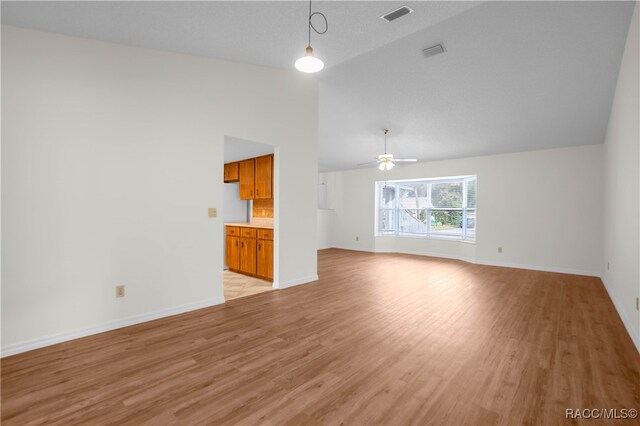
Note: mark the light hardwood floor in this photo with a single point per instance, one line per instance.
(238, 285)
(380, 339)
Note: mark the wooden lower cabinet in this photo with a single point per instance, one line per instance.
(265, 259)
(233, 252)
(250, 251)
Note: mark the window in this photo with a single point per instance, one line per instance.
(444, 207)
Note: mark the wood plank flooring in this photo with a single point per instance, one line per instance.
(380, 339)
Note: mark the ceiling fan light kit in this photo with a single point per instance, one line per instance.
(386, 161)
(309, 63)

==*==

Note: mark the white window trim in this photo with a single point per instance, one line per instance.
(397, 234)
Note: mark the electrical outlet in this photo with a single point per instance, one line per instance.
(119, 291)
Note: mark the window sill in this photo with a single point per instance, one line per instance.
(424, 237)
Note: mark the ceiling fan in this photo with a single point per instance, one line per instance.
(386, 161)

==*==

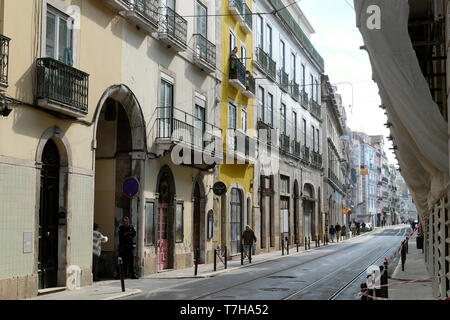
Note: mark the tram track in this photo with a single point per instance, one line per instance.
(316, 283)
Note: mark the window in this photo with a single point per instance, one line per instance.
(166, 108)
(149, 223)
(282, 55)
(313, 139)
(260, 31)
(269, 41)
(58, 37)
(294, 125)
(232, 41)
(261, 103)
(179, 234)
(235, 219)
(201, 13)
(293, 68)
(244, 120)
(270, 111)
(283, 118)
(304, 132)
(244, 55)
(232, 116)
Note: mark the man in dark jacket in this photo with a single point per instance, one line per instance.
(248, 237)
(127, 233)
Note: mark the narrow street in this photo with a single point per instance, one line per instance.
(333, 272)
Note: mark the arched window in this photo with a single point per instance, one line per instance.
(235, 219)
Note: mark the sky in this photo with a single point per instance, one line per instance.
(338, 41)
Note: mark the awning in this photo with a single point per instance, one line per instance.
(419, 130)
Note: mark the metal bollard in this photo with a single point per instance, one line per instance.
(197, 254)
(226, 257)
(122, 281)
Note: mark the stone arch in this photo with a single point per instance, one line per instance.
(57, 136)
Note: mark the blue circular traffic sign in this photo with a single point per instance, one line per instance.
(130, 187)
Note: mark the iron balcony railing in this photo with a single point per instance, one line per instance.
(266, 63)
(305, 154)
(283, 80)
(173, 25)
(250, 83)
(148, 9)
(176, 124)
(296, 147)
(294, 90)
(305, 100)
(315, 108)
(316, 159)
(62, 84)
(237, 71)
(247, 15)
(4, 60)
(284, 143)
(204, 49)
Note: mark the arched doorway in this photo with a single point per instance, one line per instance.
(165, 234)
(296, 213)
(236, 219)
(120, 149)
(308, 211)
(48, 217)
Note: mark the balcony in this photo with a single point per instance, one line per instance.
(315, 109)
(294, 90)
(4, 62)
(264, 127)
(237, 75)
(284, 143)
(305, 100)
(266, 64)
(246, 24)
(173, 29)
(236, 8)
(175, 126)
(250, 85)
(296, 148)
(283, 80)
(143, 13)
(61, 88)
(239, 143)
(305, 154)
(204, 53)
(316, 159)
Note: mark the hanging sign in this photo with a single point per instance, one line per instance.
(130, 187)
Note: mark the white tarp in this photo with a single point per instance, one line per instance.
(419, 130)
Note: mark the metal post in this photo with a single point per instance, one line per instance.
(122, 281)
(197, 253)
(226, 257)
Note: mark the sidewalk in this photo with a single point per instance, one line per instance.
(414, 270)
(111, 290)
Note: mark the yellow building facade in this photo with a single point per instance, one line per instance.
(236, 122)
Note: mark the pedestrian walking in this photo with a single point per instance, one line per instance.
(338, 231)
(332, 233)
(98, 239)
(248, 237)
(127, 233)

==*==

TASK TO CARRY OUT:
List each line of the records above that contains the word "window".

SOLUTION TO THE PROBLEM:
Note: mark the window in this photo with a single point per instance, one line per instance.
Note: mark the white window trim in this photo with a single point per instance, one line per instance.
Note: mark the window sill in this photo with a single point per instance, one line per instance.
Note: mark the window in this photo with a single point per instance, one line per instance.
Note: mark the arched window in this photo with a single point per instance, one line per instance.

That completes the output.